Justice and Fairness

Many public policy arguments focus on fairness. Is affirmative action fair? Are
congressional districts drawn to be fair? Is our tax policy fair? Is our method for funding
schools fair?

Arguments about justice or fairness have a long tradition in Western civilization. In fact,
no idea in Western civilization has been more consistently linked to ethics and morality
than the idea of justice. From the Republic, written by the ancient Greek philosopher
Plato, to A Theory of Justice, written by the late Harvard philosopher John Rawls, every
major work on ethics has held that justice is part of the central core of morality.

Justice means giving each person what he or she deserves or, in more traditional terms,
giving each person his or her due. Justice and fairness are closely related terms that
are often today used interchangeably. There have, however, also been more distinct
understandings of the two terms. While justice usually has been used with reference to
a standard of rightness, fairness often has been used with regard to an ability to judge
without reference to one's feelings or interests; fairness has also been used to refer to
the ability to make judgments that are not overly general but that are concrete and
specific to a particular case. In any case, a notion of being treated as one deserves is
crucial to both justice and fairness.

▸ **SUPPLIED ENTRIES**:

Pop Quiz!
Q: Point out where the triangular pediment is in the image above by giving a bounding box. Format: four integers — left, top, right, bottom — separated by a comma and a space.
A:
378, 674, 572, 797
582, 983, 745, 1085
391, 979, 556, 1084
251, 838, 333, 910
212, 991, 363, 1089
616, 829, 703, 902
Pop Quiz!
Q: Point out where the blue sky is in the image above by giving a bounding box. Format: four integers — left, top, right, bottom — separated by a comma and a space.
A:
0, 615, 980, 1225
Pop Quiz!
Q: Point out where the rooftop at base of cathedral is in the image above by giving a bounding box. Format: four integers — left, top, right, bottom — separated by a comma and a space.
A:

▸ **STATED PROBLEM 1**:
Reproduce everything in the passage on justice and fairness from "Justice means giving" down to "justice and fairness.".
▸ **STATED PROBLEM 2**:
Identify each line of the listing that contains the string "four", treating uppercase and lowercase as different.
The listing is unrelated to the passage on justice and fairness.

▸ **WRITTEN ANSWER 1**:
Justice means giving each person what he or she deserves or, in more traditional terms,
giving each person his or her due. Justice and fairness are closely related terms that
are often today used interchangeably. There have, however, also been more distinct
understandings of the two terms. While justice usually has been used with reference to
a standard of rightness, fairness often has been used with regard to an ability to judge
without reference to one's feelings or interests; fairness has also been used to refer to
the ability to make judgments that are not overly general but that are concrete and
specific to a particular case. In any case, a notion of being treated as one deserves is
crucial to both justice and fairness.

▸ **WRITTEN ANSWER 2**:
Q: Point out where the triangular pediment is in the image above by giving a bounding box. Format: four integers — left, top, right, bottom — separated by a comma and a space.
Q: Point out where the blue sky is in the image above by giving a bounding box. Format: four integers — left, top, right, bottom — separated by a comma and a space.
Q: Point out where the rooftop at base of cathedral is in the image above by giving a bounding box. Format: four integers — left, top, right, bottom — separated by a comma and a space.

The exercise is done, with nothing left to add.